Problem 1: In the passage on homesteading, what does Stegner say "we" were instead of farmers?
Problem 2: List every surname of a person mentioned in the passage on homesteading.
Problem 3: Extend the passage on homesteading and distrust of government, picking up after its last sentence.

And what does he find? That the people who homesteaded came from families not unlike his, and that the families who toughed out the droughts, or who have moved back in search of some new dream, are distrustful of government. Even those farmers who owe their recent success to government-funded irrigation projects don't have much good to say about government. Raban postulates that this is the result of the great trick played on these people's ancestors by leading them to believe that they could make a go of homesteading on dry land.
Stegner and Butala would agree about the disastrous effect of the homesteading strategy. "We were not farmers, but wheat miners, and trapped ones at that," Stegner writes. But neither he nor Butala writes about the kind of deep-running antagonism toward government that Raban found rampant. The Klein experience in Alberta and the Reform Party movement elsewhere in the hinterland pale compared to Raban's right-wingers, his Aryan Nation types.

Region pointing data:
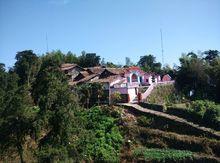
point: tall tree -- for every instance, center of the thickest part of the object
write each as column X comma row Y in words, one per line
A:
column 26, row 66
column 210, row 55
column 71, row 58
column 57, row 104
column 16, row 116
column 128, row 62
column 192, row 78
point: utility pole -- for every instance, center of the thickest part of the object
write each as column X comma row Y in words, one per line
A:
column 161, row 41
column 47, row 42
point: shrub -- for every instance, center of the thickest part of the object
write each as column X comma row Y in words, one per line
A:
column 200, row 106
column 144, row 121
column 161, row 155
column 115, row 97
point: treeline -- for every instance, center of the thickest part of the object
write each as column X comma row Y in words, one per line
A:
column 37, row 106
column 198, row 76
column 41, row 119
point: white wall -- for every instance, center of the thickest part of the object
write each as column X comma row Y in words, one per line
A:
column 132, row 95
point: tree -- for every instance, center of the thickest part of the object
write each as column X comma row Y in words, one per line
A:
column 128, row 62
column 89, row 59
column 210, row 55
column 57, row 104
column 192, row 78
column 16, row 116
column 148, row 63
column 101, row 139
column 71, row 58
column 26, row 66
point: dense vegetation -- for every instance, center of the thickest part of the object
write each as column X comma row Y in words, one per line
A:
column 42, row 119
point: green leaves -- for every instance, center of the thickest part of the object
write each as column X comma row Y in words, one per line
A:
column 101, row 139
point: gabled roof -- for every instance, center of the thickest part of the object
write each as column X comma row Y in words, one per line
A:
column 83, row 80
column 105, row 80
column 68, row 66
column 96, row 69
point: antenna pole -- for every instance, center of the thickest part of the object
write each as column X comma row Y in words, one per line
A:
column 161, row 40
column 47, row 42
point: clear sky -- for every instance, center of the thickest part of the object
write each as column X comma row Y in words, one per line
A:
column 113, row 29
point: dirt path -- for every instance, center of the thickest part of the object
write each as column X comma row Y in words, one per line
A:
column 173, row 118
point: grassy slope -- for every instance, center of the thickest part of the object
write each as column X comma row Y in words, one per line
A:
column 164, row 94
column 149, row 135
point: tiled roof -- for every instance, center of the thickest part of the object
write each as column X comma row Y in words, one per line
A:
column 96, row 70
column 86, row 79
column 117, row 71
column 105, row 80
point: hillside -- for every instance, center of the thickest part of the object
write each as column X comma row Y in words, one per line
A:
column 164, row 94
column 145, row 133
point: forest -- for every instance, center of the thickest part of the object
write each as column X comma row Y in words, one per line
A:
column 43, row 120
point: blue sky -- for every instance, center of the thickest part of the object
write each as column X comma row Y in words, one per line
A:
column 113, row 29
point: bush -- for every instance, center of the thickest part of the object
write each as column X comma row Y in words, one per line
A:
column 200, row 106
column 161, row 155
column 144, row 121
column 115, row 97
column 209, row 111
column 155, row 107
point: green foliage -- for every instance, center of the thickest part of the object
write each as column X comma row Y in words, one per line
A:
column 200, row 106
column 197, row 77
column 26, row 66
column 148, row 63
column 115, row 97
column 192, row 78
column 161, row 155
column 203, row 112
column 165, row 94
column 89, row 59
column 16, row 122
column 144, row 121
column 90, row 94
column 101, row 141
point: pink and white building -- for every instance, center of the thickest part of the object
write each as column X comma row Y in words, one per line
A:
column 133, row 84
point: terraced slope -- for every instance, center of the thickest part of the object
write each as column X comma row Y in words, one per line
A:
column 203, row 130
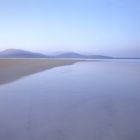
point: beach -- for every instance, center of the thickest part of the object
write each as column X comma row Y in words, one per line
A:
column 80, row 100
column 13, row 69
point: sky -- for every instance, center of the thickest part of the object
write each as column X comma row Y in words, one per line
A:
column 108, row 27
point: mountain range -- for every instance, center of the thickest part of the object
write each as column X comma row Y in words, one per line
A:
column 15, row 53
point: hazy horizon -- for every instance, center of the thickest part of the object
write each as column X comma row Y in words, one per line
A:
column 108, row 27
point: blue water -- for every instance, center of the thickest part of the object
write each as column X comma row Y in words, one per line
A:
column 85, row 101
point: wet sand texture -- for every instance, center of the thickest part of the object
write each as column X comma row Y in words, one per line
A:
column 14, row 69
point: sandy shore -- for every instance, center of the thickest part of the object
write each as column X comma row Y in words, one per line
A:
column 14, row 69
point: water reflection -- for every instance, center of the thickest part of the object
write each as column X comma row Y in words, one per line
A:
column 14, row 69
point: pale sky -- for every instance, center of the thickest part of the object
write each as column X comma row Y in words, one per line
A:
column 109, row 27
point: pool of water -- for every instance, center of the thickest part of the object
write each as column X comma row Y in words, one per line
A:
column 85, row 101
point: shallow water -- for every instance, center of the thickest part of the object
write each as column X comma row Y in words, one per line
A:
column 84, row 101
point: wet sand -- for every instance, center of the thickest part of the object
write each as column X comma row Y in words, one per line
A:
column 14, row 69
column 84, row 101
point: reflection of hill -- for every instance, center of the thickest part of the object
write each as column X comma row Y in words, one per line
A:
column 77, row 55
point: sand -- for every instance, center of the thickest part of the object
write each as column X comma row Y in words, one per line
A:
column 14, row 69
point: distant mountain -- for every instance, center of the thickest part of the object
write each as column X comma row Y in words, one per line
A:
column 77, row 55
column 15, row 53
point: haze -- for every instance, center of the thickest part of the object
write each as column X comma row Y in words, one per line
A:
column 107, row 27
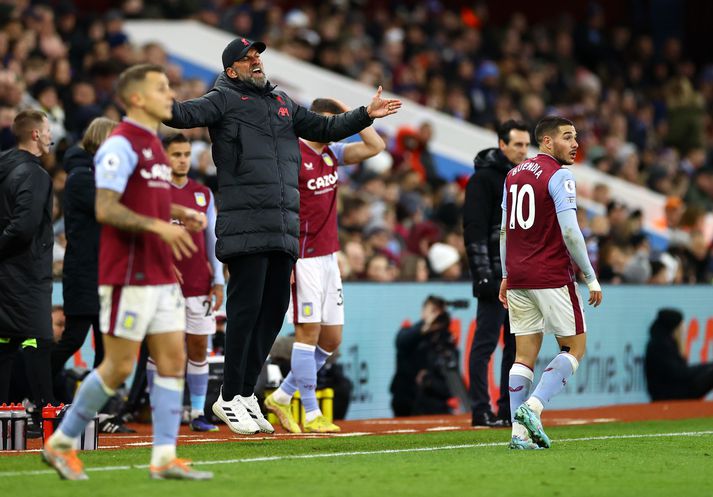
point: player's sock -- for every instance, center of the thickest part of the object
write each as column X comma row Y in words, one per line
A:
column 166, row 409
column 519, row 431
column 283, row 395
column 553, row 379
column 91, row 397
column 197, row 379
column 310, row 415
column 320, row 357
column 519, row 385
column 303, row 368
column 151, row 371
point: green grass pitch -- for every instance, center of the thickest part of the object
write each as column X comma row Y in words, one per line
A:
column 656, row 458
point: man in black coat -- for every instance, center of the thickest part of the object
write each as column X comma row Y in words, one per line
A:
column 81, row 259
column 26, row 242
column 482, row 214
column 668, row 374
column 254, row 130
column 419, row 385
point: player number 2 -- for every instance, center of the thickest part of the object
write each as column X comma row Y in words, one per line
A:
column 518, row 199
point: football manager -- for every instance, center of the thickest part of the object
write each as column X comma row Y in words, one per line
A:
column 254, row 129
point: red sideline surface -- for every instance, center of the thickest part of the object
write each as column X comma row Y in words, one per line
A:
column 419, row 424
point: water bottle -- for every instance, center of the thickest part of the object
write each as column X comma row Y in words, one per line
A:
column 19, row 427
column 49, row 420
column 5, row 433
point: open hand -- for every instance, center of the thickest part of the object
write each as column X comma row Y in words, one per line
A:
column 382, row 107
column 503, row 294
column 178, row 239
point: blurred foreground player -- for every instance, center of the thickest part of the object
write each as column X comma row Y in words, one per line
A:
column 317, row 302
column 201, row 279
column 138, row 292
column 539, row 233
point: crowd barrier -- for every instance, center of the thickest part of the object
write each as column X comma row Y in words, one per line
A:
column 611, row 373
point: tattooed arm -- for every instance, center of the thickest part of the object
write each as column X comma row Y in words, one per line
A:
column 112, row 212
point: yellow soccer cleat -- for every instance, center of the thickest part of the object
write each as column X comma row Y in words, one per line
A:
column 320, row 424
column 178, row 469
column 65, row 462
column 283, row 413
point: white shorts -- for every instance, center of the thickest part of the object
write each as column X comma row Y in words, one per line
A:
column 317, row 295
column 547, row 310
column 200, row 318
column 132, row 312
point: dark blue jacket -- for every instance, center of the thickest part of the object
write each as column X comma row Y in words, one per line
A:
column 255, row 149
column 79, row 281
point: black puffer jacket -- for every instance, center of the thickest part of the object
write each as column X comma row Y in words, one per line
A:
column 481, row 220
column 79, row 282
column 26, row 242
column 254, row 133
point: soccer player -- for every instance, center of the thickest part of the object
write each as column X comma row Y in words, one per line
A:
column 538, row 236
column 317, row 302
column 201, row 279
column 138, row 292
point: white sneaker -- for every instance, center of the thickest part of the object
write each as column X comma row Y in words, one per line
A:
column 253, row 408
column 234, row 414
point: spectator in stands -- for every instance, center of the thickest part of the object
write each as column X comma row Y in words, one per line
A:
column 668, row 374
column 445, row 261
column 638, row 268
column 481, row 224
column 356, row 259
column 424, row 353
column 700, row 193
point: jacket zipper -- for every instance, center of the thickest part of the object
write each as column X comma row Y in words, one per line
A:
column 279, row 169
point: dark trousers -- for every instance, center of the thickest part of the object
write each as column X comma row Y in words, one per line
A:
column 257, row 299
column 75, row 332
column 491, row 315
column 37, row 370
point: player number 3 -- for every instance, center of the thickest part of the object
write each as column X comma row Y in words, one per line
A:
column 518, row 199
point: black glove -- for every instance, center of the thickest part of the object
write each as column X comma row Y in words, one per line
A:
column 486, row 288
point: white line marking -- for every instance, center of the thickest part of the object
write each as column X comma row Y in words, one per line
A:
column 5, row 474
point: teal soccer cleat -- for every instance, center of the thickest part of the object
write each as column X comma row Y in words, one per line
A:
column 531, row 421
column 518, row 443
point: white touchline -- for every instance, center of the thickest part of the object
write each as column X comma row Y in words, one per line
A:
column 5, row 474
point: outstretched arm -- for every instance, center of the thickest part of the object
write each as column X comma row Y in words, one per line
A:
column 201, row 111
column 32, row 185
column 577, row 249
column 112, row 212
column 315, row 127
column 370, row 145
column 115, row 162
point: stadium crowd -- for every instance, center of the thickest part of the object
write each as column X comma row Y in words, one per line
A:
column 642, row 112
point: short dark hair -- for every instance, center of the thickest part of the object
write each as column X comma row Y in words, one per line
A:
column 25, row 122
column 550, row 124
column 505, row 128
column 168, row 140
column 134, row 74
column 437, row 301
column 321, row 105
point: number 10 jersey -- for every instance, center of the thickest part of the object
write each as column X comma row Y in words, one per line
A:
column 534, row 192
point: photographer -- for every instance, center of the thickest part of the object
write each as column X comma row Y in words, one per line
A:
column 424, row 354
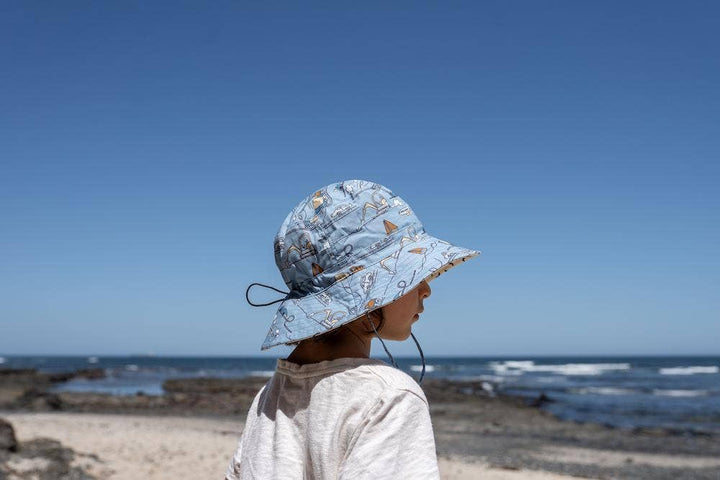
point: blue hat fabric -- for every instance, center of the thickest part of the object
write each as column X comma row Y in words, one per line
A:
column 348, row 249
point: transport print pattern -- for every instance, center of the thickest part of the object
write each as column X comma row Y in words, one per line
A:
column 347, row 249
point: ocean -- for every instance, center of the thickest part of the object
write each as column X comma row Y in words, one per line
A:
column 680, row 393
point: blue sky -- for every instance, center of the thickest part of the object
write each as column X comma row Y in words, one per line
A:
column 150, row 150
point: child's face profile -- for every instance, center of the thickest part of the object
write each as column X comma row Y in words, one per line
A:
column 403, row 312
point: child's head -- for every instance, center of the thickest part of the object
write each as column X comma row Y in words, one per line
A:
column 354, row 254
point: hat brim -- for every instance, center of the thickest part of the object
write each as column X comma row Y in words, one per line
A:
column 371, row 287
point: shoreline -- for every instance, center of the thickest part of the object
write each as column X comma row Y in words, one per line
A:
column 501, row 435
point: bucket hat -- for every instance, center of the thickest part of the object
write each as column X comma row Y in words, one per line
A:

Task result 1: Wheat miners, and trapped ones at that.

Task result 2: Raban, Stegner, Butala, Klein

Task result 3:
Indeed, Butala adds: "Much of this land, that which should never have been broken because of its marginal agricultural value, needs to be put back into grass and to do so will require money, time, and a love of grasslands for themselves. Because of the extreme fragility of this landscape, any such project would require many years, probably more than one lifetime."
She doesn't say it but the implication is that doing this should be a collective action, at least in part. It is an echo of the kind of collective populism that made Saskatchewan the birthplace of the CCF and the cradle of Canadian Medicare.
What a contrast with Montana where the word "liberal" can start a fight!

4. In which the circle turns back on itself.

Mac and his family gave up on the dry land about the time the U.S. entered World War I and he got a job on the Great Northern Railroad working out of a section point in the Rockies. He had stories about that time too: of express trains filled with the cocoons of silk moths, of the bears in Glacier Park, of the night the wind tore the roof from a box car and he just missed sailing off down a canyon.
But after the War they moved on, all the way to the Oregon shore of the Pacific Ocean before they bounced east again to settle in the fertile (but still relatively dry) Walla Walla valley in eastern Washington State. That's where my parents met and my sister and I were born, although we eventually chased a dream down the Pacific Coast to San Diego.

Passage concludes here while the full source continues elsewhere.